GIVEN TASK
Retype the data from the line with "Place a point on each instance of the blonde" up to and including the line with "Target: blonde hair", keeping every line unchanged. Omit the picture from your answer.

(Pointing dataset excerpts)
* Begin *
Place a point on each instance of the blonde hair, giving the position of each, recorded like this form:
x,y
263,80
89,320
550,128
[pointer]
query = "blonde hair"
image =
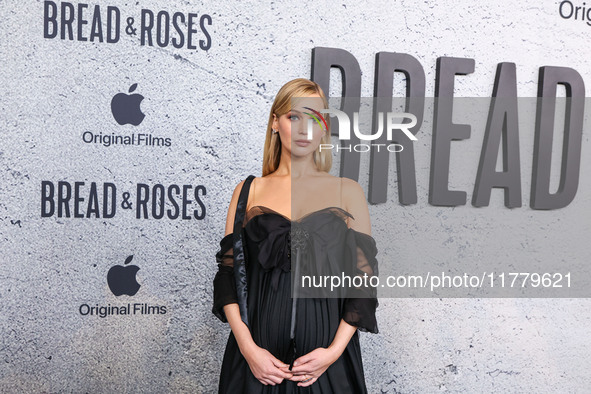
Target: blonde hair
* End *
* Begin *
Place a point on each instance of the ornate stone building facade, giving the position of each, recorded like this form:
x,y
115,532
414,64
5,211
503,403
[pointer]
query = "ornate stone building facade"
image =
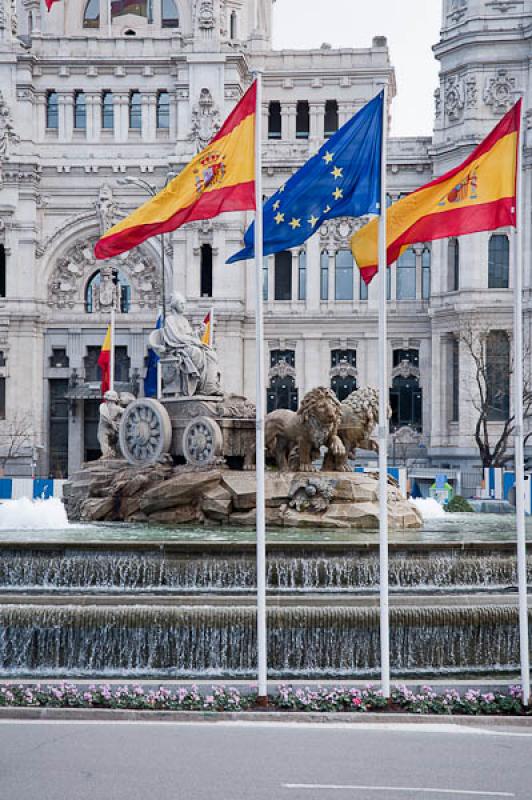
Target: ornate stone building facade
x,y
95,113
* End *
* Begin *
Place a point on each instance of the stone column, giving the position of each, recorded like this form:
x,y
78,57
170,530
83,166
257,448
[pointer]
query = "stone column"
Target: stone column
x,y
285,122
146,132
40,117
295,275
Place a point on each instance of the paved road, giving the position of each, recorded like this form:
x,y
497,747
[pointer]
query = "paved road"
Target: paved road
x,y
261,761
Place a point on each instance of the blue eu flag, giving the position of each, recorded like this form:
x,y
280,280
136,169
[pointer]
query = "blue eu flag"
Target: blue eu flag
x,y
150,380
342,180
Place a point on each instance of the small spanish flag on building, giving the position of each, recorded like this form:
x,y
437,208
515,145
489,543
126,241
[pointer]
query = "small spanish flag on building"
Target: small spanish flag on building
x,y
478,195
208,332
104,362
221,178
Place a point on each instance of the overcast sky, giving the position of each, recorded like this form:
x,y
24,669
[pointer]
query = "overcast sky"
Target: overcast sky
* End *
RESPONSE TO THE TASK
Place a point on each instance of the blonde hair, giving the position of each, recorded like this form:
x,y
263,80
89,320
550,128
[pointer]
query = "blonde hair"
image =
Target: blonde hair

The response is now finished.